Puoi riportare parola per parola, dall'estratto sull'Aqua Vitae, il passo che inizia con "Il vero salto" e prosegue fino a "anche Ardens, ardente." compreso?

---------- Estratto ----------

Il vero salto verso la fama, però, arriva attorno al Duecento; un po’ più a Nord, nell’Italia dei Comuni, in particolare a Bologna. I progressi tecnici permettono un’efficace raccolta /  condensazione dei vapori dell’alcol etilico e una nuova mentalità concreta e razionale sa farne buon uso. A Bologna, all’ombra dell’Università, medici, alchimisti e filosofi fanno esperimenti con questa curiosa sostanza, incolore come l’acqua, ma che brucia, risana e conserva: un’ acqua meravigliosa. E le raccontano nei loro libri. Per un po’ non sanno bene come chiamarla, poi un nome appare: Aqua Vitae, Acqua della Vita, a volte detta anche Ardens, ardente.

---------- Dati ----------

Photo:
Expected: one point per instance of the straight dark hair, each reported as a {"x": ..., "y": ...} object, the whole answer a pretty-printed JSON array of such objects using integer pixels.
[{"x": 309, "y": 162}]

----------

§ Risposta
Il vero salto verso la fama, però, arriva attorno al Duecento; un po’ più a Nord, nell’Italia dei Comuni, in particolare a Bologna. I progressi tecnici permettono un’efficace raccolta /  condensazione dei vapori dell’alcol etilico e una nuova mentalità concreta e razionale sa farne buon uso. A Bologna, all’ombra dell’Università, medici, alchimisti e filosofi fanno esperimenti con questa curiosa sostanza, incolore come l’acqua, ma che brucia, risana e conserva: un’ acqua meravigliosa. E le raccontano nei loro libri. Per un po’ non sanno bene come chiamarla, poi un nome appare: Aqua Vitae, Acqua della Vita, a volte detta anche Ardens, ardente.